Return the records below from the line containing "of the green" onward, exactly, through and including the last line.
>> START Extracted information
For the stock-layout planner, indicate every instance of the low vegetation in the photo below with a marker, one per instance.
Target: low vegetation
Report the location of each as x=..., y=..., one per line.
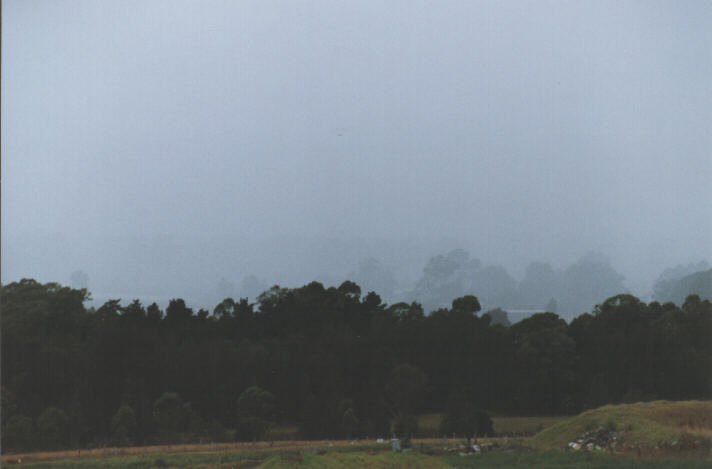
x=658, y=427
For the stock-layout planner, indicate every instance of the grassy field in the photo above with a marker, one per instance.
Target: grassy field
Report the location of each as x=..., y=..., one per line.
x=647, y=427
x=651, y=433
x=375, y=459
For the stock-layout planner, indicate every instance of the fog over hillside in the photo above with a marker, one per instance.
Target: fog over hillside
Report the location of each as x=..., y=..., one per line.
x=169, y=149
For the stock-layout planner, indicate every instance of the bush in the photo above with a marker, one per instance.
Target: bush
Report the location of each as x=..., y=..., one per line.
x=123, y=426
x=17, y=434
x=463, y=419
x=53, y=428
x=404, y=425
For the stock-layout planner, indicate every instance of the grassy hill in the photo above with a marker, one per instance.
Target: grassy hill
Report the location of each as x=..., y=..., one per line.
x=644, y=427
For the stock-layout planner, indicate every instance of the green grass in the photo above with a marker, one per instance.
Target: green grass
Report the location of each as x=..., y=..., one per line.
x=157, y=460
x=570, y=461
x=652, y=427
x=355, y=460
x=383, y=459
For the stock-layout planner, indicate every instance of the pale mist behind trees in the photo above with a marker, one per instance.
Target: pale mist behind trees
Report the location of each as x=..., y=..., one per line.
x=202, y=149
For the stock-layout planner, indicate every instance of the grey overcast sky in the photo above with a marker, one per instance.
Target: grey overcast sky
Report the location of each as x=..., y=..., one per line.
x=522, y=130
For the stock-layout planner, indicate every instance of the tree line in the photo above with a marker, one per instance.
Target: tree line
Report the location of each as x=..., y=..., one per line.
x=332, y=361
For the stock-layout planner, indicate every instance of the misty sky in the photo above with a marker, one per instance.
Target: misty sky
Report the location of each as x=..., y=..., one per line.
x=519, y=130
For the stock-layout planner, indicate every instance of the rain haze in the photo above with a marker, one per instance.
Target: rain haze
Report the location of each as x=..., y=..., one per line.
x=168, y=149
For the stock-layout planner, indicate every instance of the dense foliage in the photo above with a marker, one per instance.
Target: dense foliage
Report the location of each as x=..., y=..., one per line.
x=334, y=362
>> END Extracted information
Solution to the exercise —
For the stock-layout planner, indicate every instance of the green grass in the photo above with a marker, one per instance.
Target: green grass
Report the location of each as x=..., y=..., one per line.
x=157, y=460
x=570, y=461
x=652, y=427
x=355, y=460
x=383, y=459
For the stock-layout planner, indicate every instance of the pale mist behind trees in the photo above with a marker, one per instance.
Target: pale mist behind trees
Report the location of each as x=..., y=..., one per line.
x=202, y=149
For the stock-layout planner, indicate every instance of the grey overcast sky in the photo above with a marker, one per instance.
Target: grey overcast sky
Report the location of each as x=..., y=..., one per line.
x=522, y=130
For the stock-layout planner, indicate every instance of the tree line in the photo above with a marker, one per instance.
Target: tree line
Report the location of each as x=..., y=..., one per line.
x=332, y=361
For the stock-layout planner, indicate every instance of the misty sky in the photo above with a marker, one per instance.
Target: misty sky
Report the location of each as x=..., y=..., one per line.
x=519, y=130
For the stock-layout planner, indicate every instance of the rain haze in the photo above with a marker, one per instance.
Target: rain haze
Report the location of each as x=..., y=..., one per line.
x=168, y=149
For the stock-layout planner, indicate every instance of the dense foliage in the photo above with a marker, one per instance.
Target: dense foliage
Report the location of each as x=..., y=..., one per line.
x=334, y=362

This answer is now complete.